+++ Excerpt

The Chicago-based Joint Commission on the Accreditation of Healthcare Organizations, a private, not-for-profit organization, accredited UHS in 1992. The health service received generally high ratings in the accreditation report, although commission spokesperson Stephen L. Davidow says the report also identified "one or more areas" in which UHS care was sub-standard.

And officials at area hospitals, who often see patients UHS is not equipped to handle, agree with objective evaluators.

"UHS is providing good care," says Christine Simonian, emergency room practice manager at Brigham and Womens' Hospital. "Whenever students are sent here for care, we never see any problems with the way they have been treated. Their care is good."

A significant minority of the 80 undergraduates interviewed praise the quality of care at UHS, citing access and friendliness as their main gripes.

++++++

## Tasks to complete
(a) Answer these questions from the excerpt about UHS:
(i) In what year did the Joint Commission on the Accreditation of Healthcare Organizations accredit UHS?
(ii) What position does Christine Simonian hold?
(iii) How many undergraduates were interviewed?
(b) Proceed with the excerpt about care at UHS, writing on from its final sentence in the same reporting style.
The rows after the UHS excerpt are separate material, unrelated to it.

+++ Dataset content

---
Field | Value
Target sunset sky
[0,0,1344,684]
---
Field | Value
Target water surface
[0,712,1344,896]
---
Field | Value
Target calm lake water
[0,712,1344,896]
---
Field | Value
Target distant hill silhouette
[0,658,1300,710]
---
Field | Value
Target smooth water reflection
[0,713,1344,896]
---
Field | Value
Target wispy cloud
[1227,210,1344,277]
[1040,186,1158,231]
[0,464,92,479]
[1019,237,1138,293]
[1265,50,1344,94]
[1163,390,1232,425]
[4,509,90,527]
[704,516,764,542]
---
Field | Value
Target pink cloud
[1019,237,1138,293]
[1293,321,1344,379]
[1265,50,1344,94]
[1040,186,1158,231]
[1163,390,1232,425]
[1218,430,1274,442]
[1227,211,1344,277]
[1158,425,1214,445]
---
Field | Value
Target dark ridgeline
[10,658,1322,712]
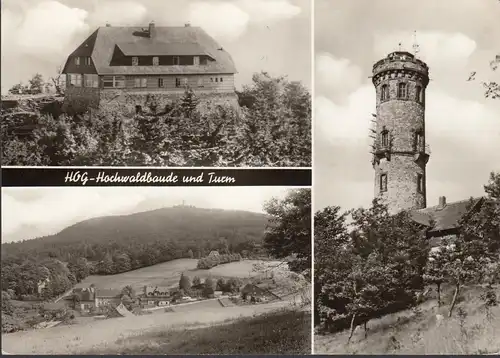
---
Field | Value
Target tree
[179,273,191,291]
[264,189,312,272]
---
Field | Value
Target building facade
[63,23,236,111]
[372,51,430,213]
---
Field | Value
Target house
[410,196,484,246]
[62,287,96,312]
[63,22,237,112]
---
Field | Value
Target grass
[314,287,500,355]
[85,309,311,355]
[75,259,282,291]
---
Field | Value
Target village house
[63,22,236,112]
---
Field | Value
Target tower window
[382,131,389,147]
[398,83,408,98]
[380,85,389,101]
[415,86,422,103]
[380,174,387,192]
[417,174,424,193]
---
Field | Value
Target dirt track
[2,301,290,354]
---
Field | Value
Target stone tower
[371,51,430,213]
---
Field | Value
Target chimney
[149,21,156,38]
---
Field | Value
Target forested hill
[2,206,268,295]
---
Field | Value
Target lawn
[75,259,286,291]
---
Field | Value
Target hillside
[2,207,268,299]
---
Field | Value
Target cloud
[314,85,375,146]
[374,31,477,71]
[315,53,362,96]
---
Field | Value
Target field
[2,301,300,354]
[314,287,500,355]
[75,259,277,291]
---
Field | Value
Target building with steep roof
[63,22,236,111]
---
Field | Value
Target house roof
[63,26,236,75]
[411,198,483,233]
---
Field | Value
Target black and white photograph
[1,187,312,355]
[313,0,500,355]
[1,0,312,167]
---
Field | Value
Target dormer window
[398,82,408,98]
[380,85,389,101]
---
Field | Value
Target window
[415,86,422,103]
[102,76,125,88]
[380,174,387,192]
[380,85,389,101]
[380,174,387,192]
[398,83,408,98]
[382,131,389,147]
[83,75,99,88]
[417,174,424,193]
[134,77,148,88]
[69,73,82,87]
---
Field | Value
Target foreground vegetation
[85,309,311,355]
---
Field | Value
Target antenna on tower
[413,30,420,57]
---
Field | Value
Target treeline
[1,73,311,166]
[197,254,241,270]
[314,173,500,336]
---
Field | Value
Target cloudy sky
[314,0,500,213]
[1,0,311,93]
[2,187,298,242]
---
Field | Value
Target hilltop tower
[371,51,430,213]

++++++

## Answers per task
(a)
(i) 1992
(ii) Emergency room practice manager at Brigham and Womens' Hospital
(iii) 80

(b)
"I went in there for a pinched nerve once, and they found that I had lyme disease," says Fred J. Leidner '95. "They caught the disease in time."

Katherine A. DeLellis '96 says the nurses treated her with extra special care when she checked in with a fever.

"There was a long line upstairs, but the nurse took one look at me and said, 'You look like you need help,'" DeLellis says. "I saw a doctor within five minutes."

Particularly strong, according to almost all doctors interviewed, is the mental health service. Students almost unanimously say they especially appreciate the treatment they receive there.